> [Quoted passage]
This multimodal signaling isn't merely cynical marketing; it's the logical end-state of hyper-personalization colliding with polarization.
The uncanny valley between "innocent product innovation" and "ideological Bat-Signal" widens with each passing quarter, from Cracker Barrel's electric vehicle chargers to Hobby Lobby's evangelical craft curation.

The Countercultural Backlash
The political right's dietary politics offers the clearest window into this phenomenon.
Liver King's raw organ meat pageantry and the beef tallow revival aren't just food choices—they're masculinity performances packaged as health wisdom. These carnivorous crusaders frame plant-based diets as symptoms of cultural decline (coining the “soy boy” meme) while positioning their meat-heavy regimens as reclaiming some mythic ancestral strength. If fast food chains resurrect beef tallow, one wonders if they're selling both nostalgia and a coded resistance to "woke" nutritional orthodoxies.

> [Data extracts]
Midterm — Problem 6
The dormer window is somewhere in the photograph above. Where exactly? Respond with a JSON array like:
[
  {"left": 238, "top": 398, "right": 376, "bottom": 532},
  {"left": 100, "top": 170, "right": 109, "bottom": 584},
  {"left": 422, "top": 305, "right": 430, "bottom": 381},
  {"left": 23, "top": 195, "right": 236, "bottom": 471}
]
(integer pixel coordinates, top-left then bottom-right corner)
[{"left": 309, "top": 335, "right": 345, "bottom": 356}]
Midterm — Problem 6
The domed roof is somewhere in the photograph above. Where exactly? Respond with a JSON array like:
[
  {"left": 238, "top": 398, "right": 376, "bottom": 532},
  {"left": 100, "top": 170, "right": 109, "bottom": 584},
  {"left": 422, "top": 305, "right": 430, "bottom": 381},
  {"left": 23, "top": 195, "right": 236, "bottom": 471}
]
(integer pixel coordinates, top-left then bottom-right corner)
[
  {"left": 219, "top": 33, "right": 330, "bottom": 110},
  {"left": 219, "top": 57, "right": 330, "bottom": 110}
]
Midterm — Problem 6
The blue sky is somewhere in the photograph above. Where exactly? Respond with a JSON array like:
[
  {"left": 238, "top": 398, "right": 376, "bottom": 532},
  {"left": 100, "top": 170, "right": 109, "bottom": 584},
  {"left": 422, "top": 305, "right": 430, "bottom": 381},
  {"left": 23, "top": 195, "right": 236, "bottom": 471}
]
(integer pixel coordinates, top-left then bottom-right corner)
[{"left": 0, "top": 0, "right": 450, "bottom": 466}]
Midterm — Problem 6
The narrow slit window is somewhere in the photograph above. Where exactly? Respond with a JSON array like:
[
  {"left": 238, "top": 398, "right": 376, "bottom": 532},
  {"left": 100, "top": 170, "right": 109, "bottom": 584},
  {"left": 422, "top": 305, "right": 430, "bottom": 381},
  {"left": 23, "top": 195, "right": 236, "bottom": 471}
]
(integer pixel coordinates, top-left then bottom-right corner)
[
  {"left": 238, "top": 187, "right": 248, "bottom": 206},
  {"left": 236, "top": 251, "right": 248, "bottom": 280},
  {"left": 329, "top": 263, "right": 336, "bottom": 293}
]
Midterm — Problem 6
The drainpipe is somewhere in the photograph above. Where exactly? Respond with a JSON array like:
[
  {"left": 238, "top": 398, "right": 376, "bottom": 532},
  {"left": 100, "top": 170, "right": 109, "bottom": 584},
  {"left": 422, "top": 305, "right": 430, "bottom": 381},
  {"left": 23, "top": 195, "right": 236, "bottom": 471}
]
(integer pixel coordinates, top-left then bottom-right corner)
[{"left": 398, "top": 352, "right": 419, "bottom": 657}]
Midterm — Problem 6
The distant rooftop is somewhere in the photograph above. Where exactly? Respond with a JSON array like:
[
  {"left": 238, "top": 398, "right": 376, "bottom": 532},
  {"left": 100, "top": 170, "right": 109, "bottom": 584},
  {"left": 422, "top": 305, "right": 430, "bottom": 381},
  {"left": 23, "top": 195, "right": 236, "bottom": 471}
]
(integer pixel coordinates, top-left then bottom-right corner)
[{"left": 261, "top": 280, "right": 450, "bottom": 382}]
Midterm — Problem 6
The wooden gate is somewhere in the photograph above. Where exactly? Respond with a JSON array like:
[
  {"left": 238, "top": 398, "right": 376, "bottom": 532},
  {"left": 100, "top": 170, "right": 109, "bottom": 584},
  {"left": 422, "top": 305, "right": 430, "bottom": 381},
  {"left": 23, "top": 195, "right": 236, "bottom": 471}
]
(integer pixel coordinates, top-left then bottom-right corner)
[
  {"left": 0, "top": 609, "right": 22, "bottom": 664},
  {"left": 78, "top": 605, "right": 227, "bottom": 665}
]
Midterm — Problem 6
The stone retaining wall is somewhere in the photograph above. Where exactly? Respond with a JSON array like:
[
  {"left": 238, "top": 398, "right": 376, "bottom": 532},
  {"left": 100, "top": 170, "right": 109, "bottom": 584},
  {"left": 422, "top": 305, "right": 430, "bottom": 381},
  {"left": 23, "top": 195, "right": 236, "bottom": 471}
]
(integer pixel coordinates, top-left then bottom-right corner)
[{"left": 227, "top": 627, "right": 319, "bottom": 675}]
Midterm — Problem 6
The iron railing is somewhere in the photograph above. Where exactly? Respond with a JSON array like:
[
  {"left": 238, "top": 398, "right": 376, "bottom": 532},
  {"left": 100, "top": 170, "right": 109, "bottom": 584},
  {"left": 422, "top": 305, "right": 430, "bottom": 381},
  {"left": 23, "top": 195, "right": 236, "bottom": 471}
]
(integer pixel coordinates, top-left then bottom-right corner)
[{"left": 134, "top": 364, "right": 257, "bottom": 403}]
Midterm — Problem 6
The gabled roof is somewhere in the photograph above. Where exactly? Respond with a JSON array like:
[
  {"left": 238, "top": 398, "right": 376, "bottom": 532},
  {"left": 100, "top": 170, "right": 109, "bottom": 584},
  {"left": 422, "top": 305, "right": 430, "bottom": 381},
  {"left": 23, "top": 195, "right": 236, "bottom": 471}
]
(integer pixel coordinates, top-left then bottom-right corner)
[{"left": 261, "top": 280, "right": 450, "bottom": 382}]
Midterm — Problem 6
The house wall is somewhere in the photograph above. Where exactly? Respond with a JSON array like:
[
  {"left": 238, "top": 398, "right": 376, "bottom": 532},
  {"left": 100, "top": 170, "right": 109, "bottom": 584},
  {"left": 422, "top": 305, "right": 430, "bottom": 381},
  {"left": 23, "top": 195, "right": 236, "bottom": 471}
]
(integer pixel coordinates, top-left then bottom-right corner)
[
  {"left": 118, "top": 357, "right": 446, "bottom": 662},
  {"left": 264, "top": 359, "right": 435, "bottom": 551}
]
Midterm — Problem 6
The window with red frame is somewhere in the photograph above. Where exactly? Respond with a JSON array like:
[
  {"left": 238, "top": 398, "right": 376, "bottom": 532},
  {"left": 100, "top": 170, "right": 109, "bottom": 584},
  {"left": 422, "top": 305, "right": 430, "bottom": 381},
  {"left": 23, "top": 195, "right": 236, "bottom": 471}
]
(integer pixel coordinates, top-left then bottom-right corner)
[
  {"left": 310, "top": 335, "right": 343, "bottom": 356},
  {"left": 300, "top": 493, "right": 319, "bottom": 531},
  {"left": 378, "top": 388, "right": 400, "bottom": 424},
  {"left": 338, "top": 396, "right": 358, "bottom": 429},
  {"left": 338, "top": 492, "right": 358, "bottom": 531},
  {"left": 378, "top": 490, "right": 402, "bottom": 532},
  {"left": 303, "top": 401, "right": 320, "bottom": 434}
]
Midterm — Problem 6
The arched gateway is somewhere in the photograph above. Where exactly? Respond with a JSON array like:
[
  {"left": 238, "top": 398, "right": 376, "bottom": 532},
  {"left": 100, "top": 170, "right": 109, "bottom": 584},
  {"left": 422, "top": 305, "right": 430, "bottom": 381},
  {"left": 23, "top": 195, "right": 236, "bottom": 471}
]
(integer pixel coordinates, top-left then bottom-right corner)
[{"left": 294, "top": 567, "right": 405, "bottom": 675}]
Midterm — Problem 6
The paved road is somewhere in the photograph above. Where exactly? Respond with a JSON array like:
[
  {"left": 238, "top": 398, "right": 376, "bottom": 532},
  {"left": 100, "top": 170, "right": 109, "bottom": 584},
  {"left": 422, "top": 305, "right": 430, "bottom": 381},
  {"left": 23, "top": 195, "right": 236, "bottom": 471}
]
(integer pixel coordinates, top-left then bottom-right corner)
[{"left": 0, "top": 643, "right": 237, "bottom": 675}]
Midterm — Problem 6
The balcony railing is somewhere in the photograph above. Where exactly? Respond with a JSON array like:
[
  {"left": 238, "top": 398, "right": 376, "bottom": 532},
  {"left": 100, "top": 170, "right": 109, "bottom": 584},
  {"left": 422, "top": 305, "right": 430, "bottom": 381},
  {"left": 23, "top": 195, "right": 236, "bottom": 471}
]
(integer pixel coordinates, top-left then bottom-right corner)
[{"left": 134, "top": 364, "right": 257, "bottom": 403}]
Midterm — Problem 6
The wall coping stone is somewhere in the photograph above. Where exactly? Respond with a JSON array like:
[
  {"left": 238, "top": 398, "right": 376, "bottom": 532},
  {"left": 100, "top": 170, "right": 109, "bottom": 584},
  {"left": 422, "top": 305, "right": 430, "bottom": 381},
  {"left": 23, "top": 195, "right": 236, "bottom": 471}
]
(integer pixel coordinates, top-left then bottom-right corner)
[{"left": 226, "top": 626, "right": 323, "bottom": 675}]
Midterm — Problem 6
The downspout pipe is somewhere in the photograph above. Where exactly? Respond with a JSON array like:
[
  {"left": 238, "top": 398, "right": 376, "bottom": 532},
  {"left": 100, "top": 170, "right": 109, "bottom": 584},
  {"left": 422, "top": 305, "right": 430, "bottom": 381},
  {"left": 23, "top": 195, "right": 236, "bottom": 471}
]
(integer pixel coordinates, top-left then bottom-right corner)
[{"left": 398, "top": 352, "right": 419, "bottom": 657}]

> [Questions]
1. List every word or phrase that the passage about dietary politics places inside quotation marks.
2. Rewrite the part of the passage about dietary politics starting at "This multimodal signaling" and ending at "into this phenomenon.", replacing "polarization" with "division".
The rows are separate material from the passage.

> [Responses per task]
1.
- innocent product innovation
- ideological Bat-Signal
- soy boy
- woke

2.
This multimodal signaling isn't merely cynical marketing; it's the logical end-state of hyper-personalization colliding with division.
The uncanny valley between "innocent product innovation" and "ideological Bat-Signal" widens with each passing quarter, from Cracker Barrel's electric vehicle chargers to Hobby Lobby's evangelical craft curation.

The Countercultural Backlash
The political right's dietary politics offers the clearest window into this phenomenon.